Supplied information:
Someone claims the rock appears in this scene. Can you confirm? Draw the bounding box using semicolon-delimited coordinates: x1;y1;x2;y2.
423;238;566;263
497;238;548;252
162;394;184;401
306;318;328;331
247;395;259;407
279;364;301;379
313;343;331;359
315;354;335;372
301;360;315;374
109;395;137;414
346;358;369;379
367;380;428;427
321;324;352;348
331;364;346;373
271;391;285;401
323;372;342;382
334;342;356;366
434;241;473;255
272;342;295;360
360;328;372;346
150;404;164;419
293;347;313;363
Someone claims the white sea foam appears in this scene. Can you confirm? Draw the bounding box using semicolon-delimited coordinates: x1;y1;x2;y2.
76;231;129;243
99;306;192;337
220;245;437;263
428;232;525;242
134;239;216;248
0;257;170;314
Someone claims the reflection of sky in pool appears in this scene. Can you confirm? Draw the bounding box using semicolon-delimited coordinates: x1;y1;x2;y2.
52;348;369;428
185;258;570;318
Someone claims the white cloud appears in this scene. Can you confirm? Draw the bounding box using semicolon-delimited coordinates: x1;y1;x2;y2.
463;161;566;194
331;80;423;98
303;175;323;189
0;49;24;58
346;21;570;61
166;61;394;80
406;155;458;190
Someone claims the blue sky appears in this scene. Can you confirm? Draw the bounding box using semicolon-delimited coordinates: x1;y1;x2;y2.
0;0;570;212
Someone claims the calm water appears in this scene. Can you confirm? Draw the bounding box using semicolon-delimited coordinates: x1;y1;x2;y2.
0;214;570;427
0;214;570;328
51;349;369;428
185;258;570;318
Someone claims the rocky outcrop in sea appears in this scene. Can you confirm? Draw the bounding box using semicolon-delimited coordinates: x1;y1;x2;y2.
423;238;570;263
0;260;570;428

Requirements:
Rewrite every line of the listing above, substituting "Is that right?" for "Can you confirm?" wherever it occurs and leaving everything else unchanged.

Correct response:
Someone claims the rock appears in this scene. Is that right? Draw the bounding box using semicolon-delimited coordinates: x1;y1;x2;y2.
423;238;566;263
497;238;548;252
162;394;184;401
306;318;328;331
247;395;259;407
279;364;301;379
313;343;331;359
315;354;335;372
301;360;315;374
109;395;137;414
346;358;369;379
367;380;428;427
321;324;352;348
331;364;346;373
271;391;285;401
323;372;342;382
334;342;356;366
434;241;473;255
272;342;295;360
360;328;372;346
150;404;164;419
293;347;313;363
Someone claims the white sea foam appears in this scene. Is that right? Draw the bounding box using semicolon-delimited coordinates: x1;y1;x2;y2.
76;231;129;243
99;306;192;337
220;245;437;263
428;232;525;242
134;239;216;248
0;257;170;314
Someone claims the reflection of sky in pool appears in this scene. Is that right? Draw the bounding box using semicolon-delimited coordinates: x1;y1;x2;y2.
52;348;369;428
185;258;570;318
Someone claims the white cloud appears in this scene. Is that right? Draw the bounding box using semicolon-delimited coordinates: x1;y1;x2;y2.
463;161;566;194
331;80;423;98
303;175;323;189
0;49;24;58
346;21;570;61
166;61;394;80
406;155;458;190
Someone claims the blue sky appears in this scene. Is that right? Draw the bounding box using semicolon-delimited coordinates: x1;y1;x2;y2.
0;0;570;212
Someone claims the calm water appears in this scene. Is that right? Draw the bounding box using semicolon-delimited coordinates: x1;y1;x2;y2.
0;214;570;427
0;214;570;328
51;349;369;428
185;258;570;318
Someone claims the rocky outcrop in sea appears in this scene. Is that right? Draw the bounding box using semicolon-delimited coordinates: x1;y1;x2;y2.
423;238;570;263
0;260;570;428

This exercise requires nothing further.